> [Travail à réaliser]:
• a. Réécrivez sous forme de liste plus concise le paragraphe de l'extrait qui commence par « Les américains qui se sont rendus », en conservant ses faits principaux.
• b. Mettez à jour le passage de l'extrait qui commence par les mots contenant « Certain avance l’hypothèse » et se termine par « autant de risques. », en remplaçant « carburant » par « kérosène ».

> [Extrait fourni]:
★ ★ ★ ★ ★ ★ ★
C’est seulement 6 jours plus tard que le Colonel Ogarkov donne une conférence de presse en expliquant notamment la trajectoire déviante du boeing et la probable confusion avec un appareil de surveillance. Mais ces explications ne suffisent pas aux yeux des coréens et des USA, qui continuent de fustiger les soviétiques. Ils veulent des responsables et des accès à certains documents que les soviétiques refusent de donner.

 

 

Les mystères entourant cette affaire

Tout d’abord, comment un commandant de bord, aussi expérimenté (80 vols entre New-York et Séoul) et reconnu comme très rigide, a-t-il pu suivre cette voie aussi dangereuse ? Comment n’a-t-il pas pu voir les alarmes du système « INS » ? Et comment a-t-il pu donner de fausses indications sur sa position et omettre d’informer son passage sur un point de repère ? Pour un homme de sa trempe, il est difficilement concevable de faire autant d’erreurs. Même si le système « INS » était débranché (ce qui est fort peu probable, quand on connait la route qu’il devait emprunter) et qu’il volait en pilote automatique (selon un rapport de l’organisme de l’aviation), il aurait dû remarquer sa mauvaise position, ne serait-ce que par le biais de son navigateur.

Certain avance l’hypothèse d’une économie de carburant. Seulement l’économie réalisée n’aurait été que de 20'000 dollars ! Trop peu pour prendre autant de risques.

Autre mystère non élucidé : La tour de contrôle de Tokyo aurait reçu un appel provenant du boeing 747 sur une fréquence normale vers 19h00. Or à cette heure-là l’avion avait déjà sombré dans les eaux. De plus, s’il s’était avéré que cet appel provenait du boeing en perdition, la tour aurait reçu un appel sur la fréquence d’urgence et non sur la normale. Donc, qui a pu envoyer ce message ? Serait-ce cet autre boeing 707 de la Korean qui volait à une demi-heure d’intervalle ? Et pourquoi se serait-il fait passer pour le 747 ?

Etonnement l’avion a disparu des écrans radar à deux heures différentes. Les japonnais ont indiqué 18h29 et les Etats-Unis 18h38. Comment peut-on expliquer cette différence ?

Les américains qui se sont rendus sur les lieux du crash n’ont pas réussi à retrouvé l’épave du boeing qui gisait à 800m sous l’eau. Ce qui est quand même étonnant, puisque deux ans plus tard, ils arrivent à retirer une épave d’un 747 d’Air India qui se trouvait à 2’000m sous l’eau. Les soviétiques ont avoué avoir retiré les boîtes noires mais pas l’épave. D’ailleurs ces boîtes noires ont été restituées en 1993, mais il semblerait qu’elles aient été trafiquées. De plus, d’après certaines sources, une partie de l’épave ait été traînée par un chalutier qui passait dans la zone.

Enfin et surtout pourquoi les Etats-Unis ont envoyé ce faux communiqué de presse si rapidement avant de le démentir ? Dans quel but ? Si ce n’est de retarder les recherches !
★ ★ ★ ★ ★ ★ ★
> [Données fournies]:
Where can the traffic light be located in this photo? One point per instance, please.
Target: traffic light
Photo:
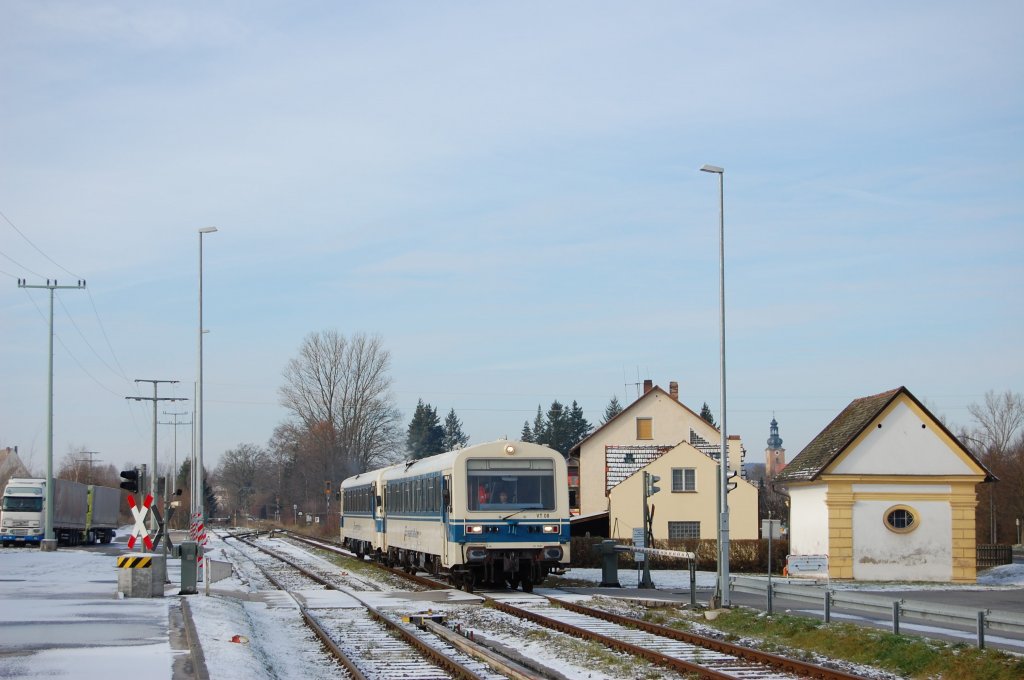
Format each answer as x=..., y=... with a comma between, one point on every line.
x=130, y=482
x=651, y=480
★ ★ ★ ★ ★ ★ ★
> [Réponses correctes]:
• a.
- Les Américains venus sur les lieux du crash n'ont pas retrouvé l'épave du boeing, qui reposait à 800 m sous l'eau.
- C'est étonnant, car deux ans plus tard ils ont remonté l'épave d'un 747 d'Air India située à 2 000 m sous l'eau.
- Les Soviétiques ont reconnu avoir récupéré les boîtes noires, mais pas l'épave.
- Ces boîtes noires ont été restituées en 1993, mais elles auraient été trafiquées.
- Selon certaines sources, une partie de l'épave aurait été traînée par un chalutier qui passait dans la zone.

• b.
Certain avance l’hypothèse d’une économie de kérosène. Seulement l’économie réalisée n’aurait été que de 20'000 dollars ! Trop peu pour prendre autant de risques.